» Work instruction 1: Return, word for word, the portion of the commentary on NHS hospital abuses between "Thoughts that such" and "the mentally handicapped.", inclusive.
» Work instruction 2: Supply the next part of the commentary on abuses in NHS hospitals and other caring institutions, continuing from where it stops.

» Page excerpt:
Take, for example, the bogus general practitioner jailed last year. His prescriptions included shampoo to be taken internally and creosote for a tooth complaint. Yet he had practised unchecked for 30 years. Another bogus hospital doctor was exposed only after a patient died. He had not been discovered earlier, despite wandering the hospital in a green operating theatre uniform. The hospital had no operating theatre.

Thoughts that such abuses are a product only of highly sophisticated planning, rather than failure in the system, were dispelled by a government-commissioned study published last week. It found that NHS hospitals were a criminal's paradise, offering easy pickings for thieves and open house to thugs. Official reports have also highlighted the abuse of mental patients in top-security special hospitals and scandals in homes for the mentally handicapped.

The central issue raised by the Beverly Allitt case is the quality of NHS management. Managers are too often unaware of what is happening on the wards. If senior staff do not monitor a hospital properly, or fail to keep managers

informed, similar tragedies will occur.

Other caring institutions have taken years to come to terms with their vulnerability to criminals and the insane. Frank Beck, like Allitt a qualified professional, sexually abused children in four local authority homes for 13 years. Complaints to police and social services officials were considered unbelievable and went unheeded. In recent years there have been nine inquiries into conduct in children's homes, but changes relating to inspection, training and recruitment have been adopted only in the past year.

» Record excerpts:
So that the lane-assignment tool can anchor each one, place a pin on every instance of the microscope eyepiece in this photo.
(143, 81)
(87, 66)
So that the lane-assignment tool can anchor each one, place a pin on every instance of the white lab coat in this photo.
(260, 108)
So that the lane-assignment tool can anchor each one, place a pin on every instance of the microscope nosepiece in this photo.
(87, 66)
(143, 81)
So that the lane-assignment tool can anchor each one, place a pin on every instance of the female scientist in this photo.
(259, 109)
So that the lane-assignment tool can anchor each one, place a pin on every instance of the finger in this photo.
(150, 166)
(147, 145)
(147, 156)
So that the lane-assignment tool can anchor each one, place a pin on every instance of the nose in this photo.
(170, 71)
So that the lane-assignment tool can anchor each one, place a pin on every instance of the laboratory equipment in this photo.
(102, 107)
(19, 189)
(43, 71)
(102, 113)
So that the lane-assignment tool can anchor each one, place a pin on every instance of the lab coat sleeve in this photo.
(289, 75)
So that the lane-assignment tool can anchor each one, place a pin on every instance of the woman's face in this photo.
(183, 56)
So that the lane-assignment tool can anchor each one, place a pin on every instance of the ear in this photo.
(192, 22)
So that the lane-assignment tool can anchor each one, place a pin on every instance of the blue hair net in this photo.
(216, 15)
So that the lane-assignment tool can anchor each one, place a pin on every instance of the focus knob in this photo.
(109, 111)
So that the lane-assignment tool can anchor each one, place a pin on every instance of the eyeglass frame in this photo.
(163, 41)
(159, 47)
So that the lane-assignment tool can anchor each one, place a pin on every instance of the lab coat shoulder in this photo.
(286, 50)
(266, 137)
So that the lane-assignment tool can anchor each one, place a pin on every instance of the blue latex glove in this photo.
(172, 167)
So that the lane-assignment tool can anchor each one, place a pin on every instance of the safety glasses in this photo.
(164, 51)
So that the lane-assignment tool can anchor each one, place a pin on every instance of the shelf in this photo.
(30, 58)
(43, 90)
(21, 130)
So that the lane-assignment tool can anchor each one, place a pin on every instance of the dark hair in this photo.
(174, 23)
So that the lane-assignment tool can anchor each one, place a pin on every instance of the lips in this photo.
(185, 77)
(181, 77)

» Task response 1:
Thoughts that such abuses are a product only of highly sophisticated planning, rather than failure in the system, were dispelled by a government-commissioned study published last week. It found that NHS hospitals were a criminal's paradise, offering easy pickings for thieves and open house to thugs. Official reports have also highlighted the abuse of mental patients in top-security special hospitals and scandals in homes for the mentally handicapped.

» Task response 2:
The internal inquiry into the Allitt case features worrying parallels to the situation finally acknowledged in these homes. The inquiry has found that Ward 4 at Grantham and Kesteven hospital was poorly staffed, suffered from low morale and was inadequately supervised. This provided fertile ground for Beverly Allitt. Yet the treatment of Graham Pink, the NHS whistle-blower, shows why staff may be reluctant to expose poor conditions. He was sacked.

Sir Cecil Clothier has promised a speedy investigation into the Grantham killings. But his remit is inadequate: his inquiry will take place in private and cannot subpoena witnesses. It is unlikely to look at the broader problems endemic in the NHS. Virginia Bottomley, Secretary of State for Health, must learn the lessons of failed initiatives on children's homes and convene a public inquiry. This is the minimum she can offer to angry, grieving parents. Anything less will fail to reassure the public and deter would-be criminals.